- 데이터셋 행 -
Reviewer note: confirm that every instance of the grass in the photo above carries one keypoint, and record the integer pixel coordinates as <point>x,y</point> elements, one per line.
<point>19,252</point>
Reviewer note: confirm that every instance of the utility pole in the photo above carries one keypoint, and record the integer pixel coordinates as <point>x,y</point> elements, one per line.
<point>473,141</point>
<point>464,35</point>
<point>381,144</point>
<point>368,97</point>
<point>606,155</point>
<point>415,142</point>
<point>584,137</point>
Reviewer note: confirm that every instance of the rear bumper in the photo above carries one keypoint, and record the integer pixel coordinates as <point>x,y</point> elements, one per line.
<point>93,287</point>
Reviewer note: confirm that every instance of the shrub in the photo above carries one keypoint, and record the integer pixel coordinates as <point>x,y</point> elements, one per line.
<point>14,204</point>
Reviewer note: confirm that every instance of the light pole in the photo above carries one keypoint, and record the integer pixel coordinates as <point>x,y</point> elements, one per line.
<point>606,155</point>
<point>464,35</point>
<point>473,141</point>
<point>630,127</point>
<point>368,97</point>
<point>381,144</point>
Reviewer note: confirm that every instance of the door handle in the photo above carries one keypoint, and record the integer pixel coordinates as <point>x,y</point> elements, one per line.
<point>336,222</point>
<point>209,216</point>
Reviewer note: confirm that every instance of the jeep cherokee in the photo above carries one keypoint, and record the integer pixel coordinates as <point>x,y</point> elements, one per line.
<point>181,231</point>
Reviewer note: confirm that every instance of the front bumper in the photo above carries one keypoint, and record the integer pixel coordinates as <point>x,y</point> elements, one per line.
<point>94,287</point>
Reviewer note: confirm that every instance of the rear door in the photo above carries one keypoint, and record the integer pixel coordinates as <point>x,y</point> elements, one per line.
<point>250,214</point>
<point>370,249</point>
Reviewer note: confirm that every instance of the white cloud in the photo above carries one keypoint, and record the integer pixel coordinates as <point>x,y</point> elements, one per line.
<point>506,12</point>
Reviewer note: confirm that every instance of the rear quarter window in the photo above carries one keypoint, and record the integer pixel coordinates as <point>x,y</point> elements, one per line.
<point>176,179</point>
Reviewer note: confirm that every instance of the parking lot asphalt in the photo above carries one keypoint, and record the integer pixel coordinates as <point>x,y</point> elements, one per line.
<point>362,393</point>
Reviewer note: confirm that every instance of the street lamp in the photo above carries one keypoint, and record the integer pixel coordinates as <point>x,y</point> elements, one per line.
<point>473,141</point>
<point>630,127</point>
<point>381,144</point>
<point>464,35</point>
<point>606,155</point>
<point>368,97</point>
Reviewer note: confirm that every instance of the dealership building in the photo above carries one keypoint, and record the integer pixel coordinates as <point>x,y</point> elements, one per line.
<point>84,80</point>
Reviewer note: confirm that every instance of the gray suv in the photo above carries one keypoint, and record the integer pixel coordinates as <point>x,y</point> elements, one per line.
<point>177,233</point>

- 주어진 요청 -
“Reviewer note: confirm that every instance of the front” 문구가 있는 행부터 “<point>94,287</point>” 문구가 있는 행까지 전부를 input 열과 output 열로 된 CSV로 바꿔 주시겠어요? 글은 input에, 그 답은 output에 각각 큰따옴표로 묶은 한 필드로 넣고 줄바꿈은 공백으로 바꿔 주세요.

- 작업 응답 -
input,output
"Reviewer note: confirm that every instance of the front bumper in the photo above carries one keypoint, and record the integer pixel coordinates as <point>x,y</point> elements, one per line.","<point>94,287</point>"